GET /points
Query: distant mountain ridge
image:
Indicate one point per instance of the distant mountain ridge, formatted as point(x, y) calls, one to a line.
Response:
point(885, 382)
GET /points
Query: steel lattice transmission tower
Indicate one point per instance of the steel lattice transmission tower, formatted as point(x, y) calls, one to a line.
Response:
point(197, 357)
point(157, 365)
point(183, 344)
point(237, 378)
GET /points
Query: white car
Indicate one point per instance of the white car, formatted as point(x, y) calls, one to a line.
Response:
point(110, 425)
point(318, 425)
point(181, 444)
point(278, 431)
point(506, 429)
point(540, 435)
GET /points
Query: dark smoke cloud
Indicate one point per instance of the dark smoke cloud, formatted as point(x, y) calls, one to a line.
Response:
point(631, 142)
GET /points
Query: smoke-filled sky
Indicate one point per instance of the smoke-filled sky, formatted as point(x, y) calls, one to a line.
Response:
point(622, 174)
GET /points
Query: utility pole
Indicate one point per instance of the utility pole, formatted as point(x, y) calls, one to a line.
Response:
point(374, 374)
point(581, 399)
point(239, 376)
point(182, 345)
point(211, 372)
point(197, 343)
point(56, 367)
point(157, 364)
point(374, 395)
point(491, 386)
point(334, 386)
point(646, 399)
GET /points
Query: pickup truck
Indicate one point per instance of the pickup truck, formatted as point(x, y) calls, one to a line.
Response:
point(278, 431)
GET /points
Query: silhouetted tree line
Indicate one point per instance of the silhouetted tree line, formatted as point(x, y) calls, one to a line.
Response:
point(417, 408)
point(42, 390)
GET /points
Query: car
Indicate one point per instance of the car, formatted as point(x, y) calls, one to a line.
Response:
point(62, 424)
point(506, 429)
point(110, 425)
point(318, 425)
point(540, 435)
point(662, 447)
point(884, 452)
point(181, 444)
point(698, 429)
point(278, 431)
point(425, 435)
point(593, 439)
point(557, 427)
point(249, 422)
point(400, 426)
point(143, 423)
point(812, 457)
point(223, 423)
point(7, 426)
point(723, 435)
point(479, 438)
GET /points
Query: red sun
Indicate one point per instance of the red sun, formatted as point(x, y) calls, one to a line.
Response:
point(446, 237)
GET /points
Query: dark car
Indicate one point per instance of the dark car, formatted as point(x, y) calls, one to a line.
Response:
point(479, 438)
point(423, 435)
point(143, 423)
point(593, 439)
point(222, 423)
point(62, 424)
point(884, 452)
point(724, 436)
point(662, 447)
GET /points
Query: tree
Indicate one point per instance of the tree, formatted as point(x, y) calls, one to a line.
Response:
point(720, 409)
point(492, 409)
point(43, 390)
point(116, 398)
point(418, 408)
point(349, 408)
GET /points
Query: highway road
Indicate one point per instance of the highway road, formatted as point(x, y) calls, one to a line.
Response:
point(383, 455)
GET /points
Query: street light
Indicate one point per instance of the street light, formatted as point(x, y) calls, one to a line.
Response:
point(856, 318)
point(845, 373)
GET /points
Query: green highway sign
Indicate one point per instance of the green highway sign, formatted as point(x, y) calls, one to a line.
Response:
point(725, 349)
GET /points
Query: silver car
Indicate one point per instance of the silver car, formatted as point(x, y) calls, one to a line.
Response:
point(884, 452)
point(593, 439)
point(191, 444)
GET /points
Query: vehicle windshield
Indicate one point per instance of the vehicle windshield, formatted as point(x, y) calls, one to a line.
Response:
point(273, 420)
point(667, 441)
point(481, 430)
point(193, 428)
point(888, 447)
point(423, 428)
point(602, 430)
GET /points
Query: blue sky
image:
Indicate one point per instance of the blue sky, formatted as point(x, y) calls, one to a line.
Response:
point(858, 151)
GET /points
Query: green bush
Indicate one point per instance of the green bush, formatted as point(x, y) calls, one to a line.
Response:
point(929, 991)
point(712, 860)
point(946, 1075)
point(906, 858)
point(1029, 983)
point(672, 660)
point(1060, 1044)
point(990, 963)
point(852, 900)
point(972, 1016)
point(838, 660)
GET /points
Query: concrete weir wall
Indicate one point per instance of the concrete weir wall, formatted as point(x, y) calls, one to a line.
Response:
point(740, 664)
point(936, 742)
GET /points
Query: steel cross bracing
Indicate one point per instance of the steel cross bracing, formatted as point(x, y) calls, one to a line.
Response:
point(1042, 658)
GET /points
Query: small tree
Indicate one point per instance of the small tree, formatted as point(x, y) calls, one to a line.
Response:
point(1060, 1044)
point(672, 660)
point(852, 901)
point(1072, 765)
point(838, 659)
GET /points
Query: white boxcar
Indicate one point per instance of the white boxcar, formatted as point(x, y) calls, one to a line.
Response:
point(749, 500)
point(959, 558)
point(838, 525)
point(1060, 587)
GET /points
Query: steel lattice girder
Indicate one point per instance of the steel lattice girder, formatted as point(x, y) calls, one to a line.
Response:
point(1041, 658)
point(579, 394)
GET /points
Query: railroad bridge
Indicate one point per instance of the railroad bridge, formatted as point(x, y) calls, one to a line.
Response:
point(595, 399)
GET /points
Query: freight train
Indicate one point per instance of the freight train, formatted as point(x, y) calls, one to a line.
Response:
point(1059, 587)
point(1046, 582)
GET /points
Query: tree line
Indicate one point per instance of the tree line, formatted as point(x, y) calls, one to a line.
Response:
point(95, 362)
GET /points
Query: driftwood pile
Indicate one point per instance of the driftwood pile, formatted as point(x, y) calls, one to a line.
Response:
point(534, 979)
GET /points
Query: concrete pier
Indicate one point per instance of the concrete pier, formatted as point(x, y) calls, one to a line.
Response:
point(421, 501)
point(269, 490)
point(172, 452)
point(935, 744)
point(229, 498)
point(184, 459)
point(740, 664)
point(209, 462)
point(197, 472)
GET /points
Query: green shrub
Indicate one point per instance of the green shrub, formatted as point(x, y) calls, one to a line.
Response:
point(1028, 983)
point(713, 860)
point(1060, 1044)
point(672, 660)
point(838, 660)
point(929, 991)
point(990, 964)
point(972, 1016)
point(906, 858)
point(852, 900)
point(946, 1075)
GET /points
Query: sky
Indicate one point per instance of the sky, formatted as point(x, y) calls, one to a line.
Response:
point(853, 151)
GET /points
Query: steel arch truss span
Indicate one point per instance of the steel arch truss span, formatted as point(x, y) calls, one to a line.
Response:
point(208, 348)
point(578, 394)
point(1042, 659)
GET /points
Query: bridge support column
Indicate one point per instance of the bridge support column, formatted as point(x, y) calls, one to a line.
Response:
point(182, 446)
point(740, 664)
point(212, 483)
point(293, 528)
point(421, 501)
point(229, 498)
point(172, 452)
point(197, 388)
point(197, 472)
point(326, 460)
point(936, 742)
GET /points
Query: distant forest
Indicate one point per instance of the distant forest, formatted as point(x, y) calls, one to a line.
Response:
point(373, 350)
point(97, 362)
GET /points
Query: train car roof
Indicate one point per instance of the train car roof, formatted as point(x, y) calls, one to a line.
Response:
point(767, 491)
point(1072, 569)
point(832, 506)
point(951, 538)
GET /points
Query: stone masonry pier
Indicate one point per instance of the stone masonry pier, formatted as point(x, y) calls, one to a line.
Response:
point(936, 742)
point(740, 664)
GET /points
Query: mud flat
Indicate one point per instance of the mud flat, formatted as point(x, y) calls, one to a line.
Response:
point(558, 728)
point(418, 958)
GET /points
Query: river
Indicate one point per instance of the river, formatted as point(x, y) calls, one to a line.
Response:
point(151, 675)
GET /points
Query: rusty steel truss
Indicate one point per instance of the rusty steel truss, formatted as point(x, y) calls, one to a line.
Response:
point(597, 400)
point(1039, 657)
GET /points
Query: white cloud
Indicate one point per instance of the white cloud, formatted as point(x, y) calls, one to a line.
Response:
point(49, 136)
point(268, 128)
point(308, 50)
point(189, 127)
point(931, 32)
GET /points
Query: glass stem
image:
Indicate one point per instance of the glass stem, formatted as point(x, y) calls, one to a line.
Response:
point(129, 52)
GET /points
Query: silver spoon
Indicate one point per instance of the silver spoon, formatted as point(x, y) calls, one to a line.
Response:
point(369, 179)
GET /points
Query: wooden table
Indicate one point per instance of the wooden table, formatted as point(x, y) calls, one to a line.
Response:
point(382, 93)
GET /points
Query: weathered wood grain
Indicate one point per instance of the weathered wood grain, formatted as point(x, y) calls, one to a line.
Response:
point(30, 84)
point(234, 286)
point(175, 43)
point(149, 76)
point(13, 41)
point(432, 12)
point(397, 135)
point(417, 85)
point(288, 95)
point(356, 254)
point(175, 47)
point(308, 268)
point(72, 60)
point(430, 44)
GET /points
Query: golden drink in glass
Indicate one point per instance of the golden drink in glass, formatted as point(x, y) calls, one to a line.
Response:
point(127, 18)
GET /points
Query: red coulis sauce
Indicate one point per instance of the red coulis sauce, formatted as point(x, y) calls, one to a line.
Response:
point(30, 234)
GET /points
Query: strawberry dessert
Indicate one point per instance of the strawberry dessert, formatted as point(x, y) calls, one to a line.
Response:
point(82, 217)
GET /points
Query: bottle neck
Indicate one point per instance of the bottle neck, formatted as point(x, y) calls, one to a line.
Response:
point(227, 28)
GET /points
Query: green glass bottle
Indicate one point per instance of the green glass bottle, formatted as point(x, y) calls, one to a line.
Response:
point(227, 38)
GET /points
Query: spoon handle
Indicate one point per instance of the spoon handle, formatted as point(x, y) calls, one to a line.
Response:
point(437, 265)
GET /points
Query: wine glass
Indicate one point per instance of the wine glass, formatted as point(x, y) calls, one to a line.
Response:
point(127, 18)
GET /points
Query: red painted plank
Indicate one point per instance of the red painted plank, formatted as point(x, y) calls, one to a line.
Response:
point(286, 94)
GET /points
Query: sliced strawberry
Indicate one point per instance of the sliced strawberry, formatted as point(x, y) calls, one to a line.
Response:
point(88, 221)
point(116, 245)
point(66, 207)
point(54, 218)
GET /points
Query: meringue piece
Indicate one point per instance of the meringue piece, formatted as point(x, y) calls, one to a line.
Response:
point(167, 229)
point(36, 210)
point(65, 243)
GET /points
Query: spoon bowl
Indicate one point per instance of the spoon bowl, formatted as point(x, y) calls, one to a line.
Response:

_Exercise instructions_. Collect every line of the material above that contains the string "support".

_Solution to the exercise_.
Query: bridge support column
Indicate one point per instance of the bridge support column, formatted as point(x, y) calls, one to a line.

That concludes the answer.